Task 1:
Reproduce the part of the passage on Hamiltonian mechanics that opens with the words containing "Here we have" and closes with "a conserved quantity.", switching "Hamiltonian" to "Hamilton function" throughout.

====== Supplied passage

In the second step we replaced the derivative with respect to \(q_i\) using the Lagrange equation and the in the third step we used the product rule.

From this we find

\[ \frac{d}{dt} \left (\sum_i \dot{q}_i \frac{\partial {\cal{L}}}{\partial \dot{q}_i}-{\cal{L}} \right )=0 \]

The term in the bracket is the total energy or the Hamiltonian of the system and is conserved.

He formulated the problem not as a function of the (generalized) coordinates and velocities

\[ (q_1, \dots, q_f, \dot{q}_1, \dots, \dot{q}_f) \quad - \quad state space \]

but in terms of coordinates and momentum

\[ (q_1, \dots, q_f, {p}_1, \dots, {p}_f) \quad - \quad phase space \]

This (Legendre) coordinate transformation \({\cal{H}} (q,\dot{q}, t)\to {\cal{H}}(q, p, t)\) is typically allowed.

The equation of motion for the Hamiltonian are found by evaluating the partial derivatives of \({\cal{H}} (q, p, t)\) with respect to \(q_i\) and \(p_i\)

\[ \frac{\partial {\cal{H}}}{\partial q_i} = -\dot{p_i}, \quad \frac{\partial {\cal{H}}}{\partial p_i} = \dot{q_i} \]

Here we have 2 first-order differential equations describing the equation of motion, while in the Lagrange formalism we had 1 second-order equation. While this is no improvement in itself, the specific form of the Hamilton equations makes them easier to solve (as it turns out).

Noether's theorem¶

Emmy Noether made the observation that if the Hamiltonian \({\cal{H}}(q,p,t)\) does not explicitly depend on a coordinate \(q_i\), then \(\frac{\partial {\cal{H}}}{\partial q_i} = 0\) which directly implies that \(\dot{p}_i = 0\) or \(p_i=const.\)

In other words if the problem does not depend on a certain coordinate \(q_i\), the corresponding momentum \(p_i\) is conserved. Here symmetry of the problem implies existence of a conserved quantity.

Examples¶

In this abstract example you see how symmetry simplifies the thinking. Consider a Hamiltonian \({\cal{H}}(q_1,p_1,p_2)\), it is independent of \(q_2\), thus we directly know \(p_2=C=const.\) and the Hamiltonian is \({\cal{H}}(q_1,p_1,C)\) which reduces the problem to a 1D problem. One symmetry directly reduces the degrees of freedom by one.
Think of a mass \(m\) falling in the gravitational field along the \(z\)-axis. We have \({\cal{H}}(z,p_z)= \frac{p_z^2}{2m}+mgz\). As the Hamiltonian does not depend on \(x,y\) the momenta \(p_x,p_y\) are conserved. Notice, we did not write the kinetic energy in the \(\frac{1}{2}mv^2\) form we used, but \(\frac{p^2}{2m}\) as we need an explicit form depending on the momentum \(p\) for the Hamiltonian.
Mass \(m\) in a central conservative force field. We know that the angular momentum is conserved, we can find this in a different way now. The kinetic energy in polar coordinates \((r,\phi)\) is \(T=\frac{1}{2}m(\dot{r}^2+r^2\dot{\phi}^2)\). From this we have for the momenta \(p_r = \frac{\partial T}{\partial \dot{r}} = m\dot{r}\) and \(p_\phi = \frac{\partial T}{\partial \dot{\phi}} = mr^2\dot{\phi}\), thus for the Hamiltonian we find

\[ {\cal{H}}(r,p_r,\phi,p_\phi) = \frac{1}{2m}(p_r^2+\frac{1}{r^2}p_\phi^2)+V(r) \]

This Hamiltonian does not depend on \(\phi \Rightarrow \frac{\partial {\cal{H}}}{\partial \phi} = 0 \Rightarrow p_\phi=const.\) Angular momentum is conserved. Check.

============
====== Data supplied

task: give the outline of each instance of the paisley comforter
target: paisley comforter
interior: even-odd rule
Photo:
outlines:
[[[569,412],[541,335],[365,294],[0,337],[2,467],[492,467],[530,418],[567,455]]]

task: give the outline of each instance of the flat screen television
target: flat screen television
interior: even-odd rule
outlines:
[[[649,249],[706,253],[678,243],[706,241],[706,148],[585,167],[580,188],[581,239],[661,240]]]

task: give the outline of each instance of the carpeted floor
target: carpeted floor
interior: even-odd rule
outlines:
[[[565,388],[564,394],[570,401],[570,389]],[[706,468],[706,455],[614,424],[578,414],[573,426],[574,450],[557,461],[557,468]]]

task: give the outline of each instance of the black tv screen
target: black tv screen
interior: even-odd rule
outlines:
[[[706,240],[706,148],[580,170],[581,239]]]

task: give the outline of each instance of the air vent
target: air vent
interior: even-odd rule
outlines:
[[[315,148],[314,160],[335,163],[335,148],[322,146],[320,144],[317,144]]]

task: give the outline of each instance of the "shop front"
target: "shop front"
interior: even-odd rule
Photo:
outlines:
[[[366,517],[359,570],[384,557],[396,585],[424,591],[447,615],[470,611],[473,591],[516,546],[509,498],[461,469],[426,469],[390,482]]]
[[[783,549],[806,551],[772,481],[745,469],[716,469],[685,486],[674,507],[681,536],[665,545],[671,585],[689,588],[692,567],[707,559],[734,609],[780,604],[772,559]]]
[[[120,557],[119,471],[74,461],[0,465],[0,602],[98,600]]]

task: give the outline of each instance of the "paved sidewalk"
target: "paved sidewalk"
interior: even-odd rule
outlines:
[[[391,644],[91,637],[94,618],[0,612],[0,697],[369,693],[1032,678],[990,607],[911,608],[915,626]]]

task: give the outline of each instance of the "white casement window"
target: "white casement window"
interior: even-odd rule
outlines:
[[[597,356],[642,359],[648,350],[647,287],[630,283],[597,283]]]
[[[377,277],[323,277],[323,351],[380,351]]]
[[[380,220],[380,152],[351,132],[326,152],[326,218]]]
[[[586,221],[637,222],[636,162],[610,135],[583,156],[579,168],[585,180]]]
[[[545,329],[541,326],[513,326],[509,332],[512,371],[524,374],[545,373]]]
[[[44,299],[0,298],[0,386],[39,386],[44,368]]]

============

Task 2:
Report each line of the listing that contains the string "black".

Final result 1:
Here we have 2 first-order differential equations describing the equation of motion, while in the Lagrange formalism we had 1 second-order equation. While this is no improvement in itself, the specific form of the Hamilton equations makes them easier to solve (as it turns out).

Noether's theorem¶

Emmy Noether made the observation that if the Hamilton function \({\cal{H}}(q,p,t)\) does not explicitly depend on a coordinate \(q_i\), then \(\frac{\partial {\cal{H}}}{\partial q_i} = 0\) which directly implies that \(\dot{p}_i = 0\) or \(p_i=const.\)

In other words if the problem does not depend on a certain coordinate \(q_i\), the corresponding momentum \(p_i\) is conserved. Here symmetry of the problem implies existence of a conserved quantity.

Final result 2:
task: give the outline of each instance of the black tv screen
target: black tv screen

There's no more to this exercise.